> _TEKS DOKUMEN_
-----

Wamena, nirmeke.com – Meski lokasi penempatan kantor Gubernur Provinsi Papua Pegunungan di Wouma masih bermasalah, Pemerintah dibekap aparat Tentara Nasional Indonesia (TNI) di bawah pimpinan Dandim 1702 Jayawijaya terus lakukan pembongkaran paksa lahan perkebunan warga.
Benyamin Lagowan, mewakili masyarakat adat Wouma menyesalkan tindakan Dandim 1702 Jayawijaya yang menurunkan anggota TNI bersenjata lengkap membackup proses pembongkaran paksa lahan perkebunan warga.
“Kami menyesalkan bekapan penuh pak Atenius Murib selaku Dandim 1702 Jayawijaya di lapangan sejak hari pertama pembongkaran lahan hingga hari terakhir dengan kekuatan militer seakan sambil menekan masyarakat pemilik hak ulayat khususnya yang kontra dengan moncong senjata,” ujar Benyamin.

Lagowan juga mempertanyakan kepentingan Dandim 1702 Jayawijaya yang ngotot membackup proses pembongkaran lahan, seakan TNI memiliki tupoksi mengintervensi urus sipil.
“Jangan sampai kehadiran TNI ada muatan kepentingan lain, menekan dan meneror warga dengan kekuatan militer guna merampas lahan masyarakat untuk kemudian dialihfungsikan menjadi pusat perkantoran di Wouma, padahal nyatanya hingga saat ini lokasi tersebut sedang bermasalah,” ujarnya.
Lanjutnya, masyarakat adat dari tiga Aliansi Wouma, Welesi dan Assolokobal merasa sangat kecewa dengan sikap pak Atenius Murib selaku Dandim 1702 Jayawijaya.
“Anak adat asli pertama putra Lapago yang berpangkat letnan kolonel tapi sudah bertindak tidak proporsional sebagai pelindung rakyat, yang mestinya tidak perlu terpengaruh urusan sipil bermotif balas dendam perang suku yang dilakukan pihak Welesi bersama aliansi afiliasinya (terhadap suku Mukoko di Wouma) ,” beber Lagowan.
Benyamin menganggap proses pembongkaran paksa lahan tersebut sebagai bentuk pengulangan Pepera jilid 2 atas suku Wio Mukoko. Dimana orang tua kami dulu kehilangan tanah-tanah adat mereka karena (ditipu) sehingga menukar dengan kapak, parang, panci kuali, garam, senter, beras dan lainnya.

-----

> _DATA YANG DIBERIKAN_

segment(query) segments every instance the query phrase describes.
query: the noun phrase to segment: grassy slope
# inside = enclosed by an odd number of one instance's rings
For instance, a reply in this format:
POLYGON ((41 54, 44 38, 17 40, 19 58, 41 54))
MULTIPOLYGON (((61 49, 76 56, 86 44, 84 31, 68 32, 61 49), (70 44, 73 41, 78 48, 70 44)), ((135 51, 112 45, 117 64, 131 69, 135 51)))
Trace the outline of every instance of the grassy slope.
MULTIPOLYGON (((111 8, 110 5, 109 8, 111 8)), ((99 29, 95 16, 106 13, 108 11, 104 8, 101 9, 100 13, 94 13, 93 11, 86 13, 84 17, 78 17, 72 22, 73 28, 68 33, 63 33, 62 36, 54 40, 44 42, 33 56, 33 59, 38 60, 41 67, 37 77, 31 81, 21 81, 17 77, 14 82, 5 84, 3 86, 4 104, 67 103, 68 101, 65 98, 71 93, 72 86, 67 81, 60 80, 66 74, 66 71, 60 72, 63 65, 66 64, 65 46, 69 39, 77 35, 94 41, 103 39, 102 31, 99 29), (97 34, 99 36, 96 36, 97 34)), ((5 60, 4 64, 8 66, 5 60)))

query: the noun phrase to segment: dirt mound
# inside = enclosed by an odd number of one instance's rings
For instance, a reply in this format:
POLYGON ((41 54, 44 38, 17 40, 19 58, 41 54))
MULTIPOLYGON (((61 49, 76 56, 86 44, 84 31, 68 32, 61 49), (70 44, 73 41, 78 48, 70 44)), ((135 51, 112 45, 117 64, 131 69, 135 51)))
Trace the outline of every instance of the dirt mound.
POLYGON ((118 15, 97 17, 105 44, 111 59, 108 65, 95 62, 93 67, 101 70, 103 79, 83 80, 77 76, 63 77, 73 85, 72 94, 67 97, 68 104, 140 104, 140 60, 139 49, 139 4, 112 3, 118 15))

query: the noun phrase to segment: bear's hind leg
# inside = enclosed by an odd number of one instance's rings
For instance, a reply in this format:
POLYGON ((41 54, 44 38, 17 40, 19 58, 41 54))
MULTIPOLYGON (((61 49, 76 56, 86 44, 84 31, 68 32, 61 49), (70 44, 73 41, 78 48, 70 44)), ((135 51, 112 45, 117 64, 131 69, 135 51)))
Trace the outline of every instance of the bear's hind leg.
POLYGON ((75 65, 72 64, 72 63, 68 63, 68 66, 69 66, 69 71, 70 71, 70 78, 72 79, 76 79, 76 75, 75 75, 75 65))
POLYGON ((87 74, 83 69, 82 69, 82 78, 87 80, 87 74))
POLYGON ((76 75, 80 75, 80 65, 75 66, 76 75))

-----

> _SOAL_
Ketik ulang bagian berita tentang pembongkaran lahan di Wouma, semuanya mulai dari "Wamena, nirmeke.com –" sampai ke "lakukan pembongkaran paksa lahan perkebunan warga.", tanpa mengubah satu kata pun.

> _JAWABAN_
Wamena, nirmeke.com – Meski lokasi penempatan kantor Gubernur Provinsi Papua Pegunungan di Wouma masih bermasalah, Pemerintah dibekap aparat Tentara Nasional Indonesia (TNI) di bawah pimpinan Dandim 1702 Jayawijaya terus lakukan pembongkaran paksa lahan perkebunan warga.